RECORDS PROVIDED Start Marker

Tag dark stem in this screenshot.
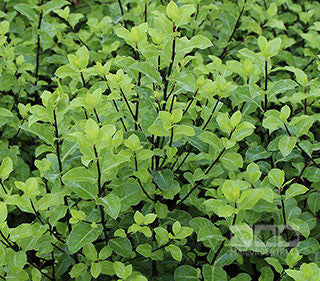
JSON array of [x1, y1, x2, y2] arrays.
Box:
[[53, 109, 72, 234], [169, 126, 174, 147], [51, 251, 56, 281], [183, 89, 198, 116], [80, 72, 86, 87], [176, 148, 226, 207], [219, 0, 247, 59], [93, 108, 100, 123], [283, 122, 320, 169], [35, 0, 44, 84], [82, 106, 88, 119], [264, 59, 268, 112], [144, 4, 147, 22], [202, 98, 220, 130], [134, 152, 138, 171], [93, 145, 108, 244], [303, 86, 307, 115], [118, 0, 127, 28], [30, 199, 44, 225], [133, 176, 155, 202], [103, 76, 127, 132], [0, 180, 7, 194]]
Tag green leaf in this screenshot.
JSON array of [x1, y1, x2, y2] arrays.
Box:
[[0, 157, 13, 181], [220, 152, 243, 171], [231, 122, 255, 142], [285, 183, 308, 201], [174, 265, 200, 281], [152, 169, 175, 191], [136, 243, 152, 257], [97, 194, 121, 219], [113, 183, 142, 212], [174, 125, 195, 137], [67, 222, 102, 254], [197, 223, 223, 243], [22, 123, 55, 146], [237, 189, 263, 210], [262, 116, 282, 131], [76, 46, 90, 69], [297, 238, 320, 255], [246, 163, 261, 183], [307, 192, 320, 214], [216, 113, 232, 133], [124, 134, 142, 150], [6, 249, 27, 272], [288, 218, 310, 238], [221, 180, 240, 202], [14, 3, 38, 22], [202, 265, 227, 281], [154, 227, 170, 246], [268, 37, 282, 57], [70, 263, 87, 278], [31, 268, 41, 281], [143, 213, 157, 225], [108, 237, 132, 258], [230, 223, 253, 249], [278, 136, 296, 157], [268, 168, 285, 187], [83, 242, 97, 261], [91, 261, 102, 278], [0, 202, 7, 224], [0, 107, 14, 117], [55, 65, 78, 78], [285, 248, 302, 268], [85, 118, 99, 142], [265, 257, 283, 273], [165, 244, 182, 261], [166, 1, 179, 22], [130, 62, 162, 85], [63, 167, 96, 183], [113, 262, 132, 279]]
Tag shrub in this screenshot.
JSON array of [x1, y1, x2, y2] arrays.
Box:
[[0, 0, 319, 280]]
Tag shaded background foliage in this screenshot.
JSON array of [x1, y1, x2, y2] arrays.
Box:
[[0, 0, 319, 280]]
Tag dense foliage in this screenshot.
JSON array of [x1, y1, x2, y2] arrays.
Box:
[[0, 0, 319, 280]]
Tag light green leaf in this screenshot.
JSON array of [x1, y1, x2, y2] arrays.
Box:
[[220, 152, 243, 171], [202, 265, 227, 281], [55, 64, 78, 78], [70, 263, 87, 278], [91, 261, 102, 278], [67, 222, 102, 254], [285, 183, 308, 201], [63, 167, 96, 183], [237, 189, 263, 210], [288, 218, 310, 238], [83, 243, 97, 261], [278, 136, 296, 157], [108, 237, 132, 258], [130, 62, 162, 85], [0, 202, 7, 224], [0, 157, 13, 181], [76, 46, 90, 69], [307, 192, 320, 214], [165, 244, 182, 261], [97, 194, 121, 219], [268, 168, 285, 187], [265, 257, 283, 273], [174, 265, 200, 281], [285, 248, 302, 268], [231, 122, 255, 142], [14, 3, 38, 22]]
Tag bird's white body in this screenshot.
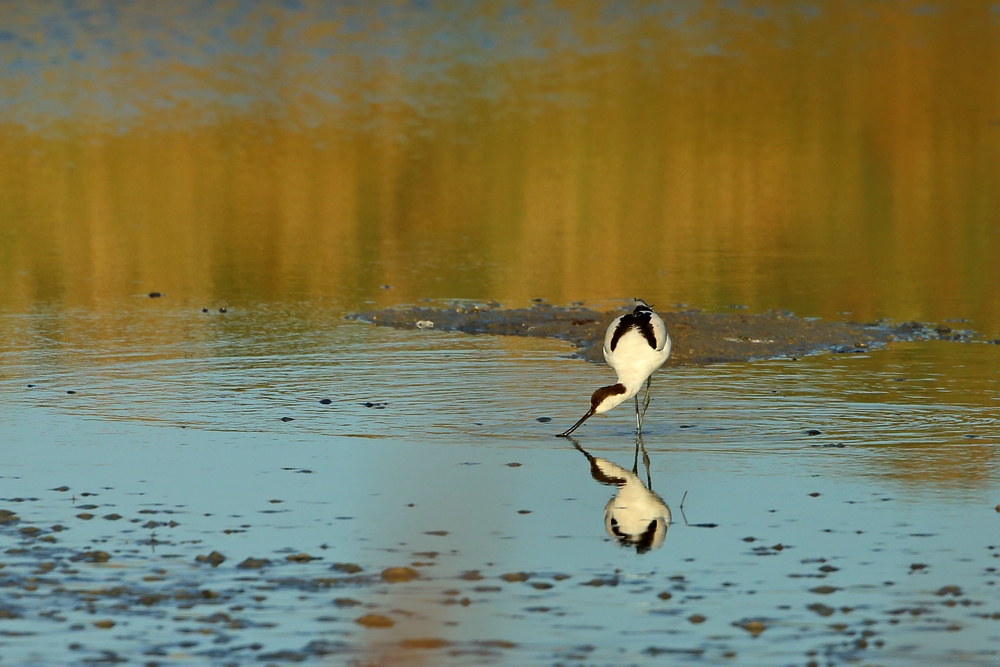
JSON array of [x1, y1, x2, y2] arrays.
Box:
[[558, 300, 671, 437], [595, 308, 671, 414]]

RECORDS PROVIDED End Marker

WHAT THE EXERCISE ASKS:
Nothing but an exact repeat of the records, pictures excluded, belongs in the answer.

WORKED SOLUTION:
Tag dark stem in this screenshot.
JSON array of [x1, y1, x2, y2] arrays.
Box:
[[53, 109, 72, 234], [169, 126, 174, 147], [51, 251, 56, 281], [183, 89, 198, 116], [80, 72, 86, 87], [176, 148, 226, 207], [219, 0, 247, 59], [93, 108, 100, 123], [283, 122, 320, 169], [35, 0, 44, 84], [82, 106, 88, 119], [264, 59, 268, 112], [144, 4, 147, 22], [202, 98, 220, 130], [134, 152, 138, 171], [93, 145, 108, 244], [303, 86, 307, 115], [118, 0, 127, 28], [30, 199, 44, 225], [133, 176, 155, 202], [103, 76, 127, 132], [0, 180, 7, 194]]
Tag green leaf in this screenshot.
JSON array of [x1, y1, x2, y2] arrays.
Box:
[[0, 157, 13, 181], [220, 152, 243, 171], [231, 122, 255, 142], [285, 183, 308, 201], [174, 265, 200, 281], [152, 169, 175, 191], [136, 243, 152, 257], [97, 194, 121, 219], [113, 183, 142, 212], [174, 125, 195, 137], [67, 222, 102, 254], [197, 223, 223, 243], [22, 123, 55, 146], [237, 189, 263, 210], [262, 116, 282, 131], [76, 46, 90, 69], [297, 238, 320, 255], [246, 163, 261, 183], [307, 192, 320, 214], [216, 113, 232, 133], [124, 134, 142, 150], [6, 249, 27, 272], [288, 218, 310, 238], [221, 180, 240, 202], [14, 3, 38, 22], [202, 265, 227, 281], [154, 227, 170, 246], [268, 37, 282, 57], [70, 263, 87, 278], [31, 268, 41, 281], [143, 213, 157, 225], [108, 237, 132, 258], [230, 223, 253, 249], [278, 136, 296, 157], [268, 168, 285, 187], [83, 242, 97, 261], [91, 261, 102, 278], [0, 202, 7, 224], [0, 107, 14, 117], [55, 65, 78, 78], [285, 248, 302, 268], [85, 118, 99, 142], [265, 257, 283, 273], [165, 244, 182, 261], [166, 1, 179, 22], [130, 62, 162, 85], [63, 167, 96, 183], [113, 262, 132, 279]]
Tag shrub in this screenshot.
JSON array of [x1, y1, x2, y2] arrays.
Box:
[[0, 0, 319, 280]]
Tag shaded background foliage in this screenshot.
JSON array of [x1, y1, x2, y2] arrays.
Box:
[[0, 0, 319, 280]]
Tag dense foliage in this screenshot.
JSON array of [x1, y1, x2, y2] arrays.
Box:
[[0, 0, 319, 280]]
Tag light green leaf in this screenshot.
JSON array of [x1, y1, x2, y2] arrays.
Box:
[[220, 152, 243, 171], [202, 265, 227, 281], [55, 64, 78, 78], [70, 263, 87, 278], [91, 261, 102, 278], [67, 222, 102, 254], [285, 183, 308, 201], [63, 167, 96, 183], [237, 189, 263, 210], [288, 218, 310, 238], [83, 243, 97, 261], [278, 136, 296, 157], [108, 237, 132, 258], [130, 62, 162, 85], [0, 202, 7, 224], [0, 157, 13, 181], [76, 46, 90, 69], [307, 192, 320, 214], [165, 244, 182, 261], [97, 194, 121, 219], [268, 168, 285, 187], [265, 257, 283, 273], [174, 265, 200, 281], [285, 248, 302, 268], [231, 122, 255, 142], [14, 3, 38, 22]]
Tag bird's white body in this screenshot.
JSON array of [x1, y1, x2, y2] arrays.
Box:
[[558, 300, 671, 437], [595, 308, 671, 414]]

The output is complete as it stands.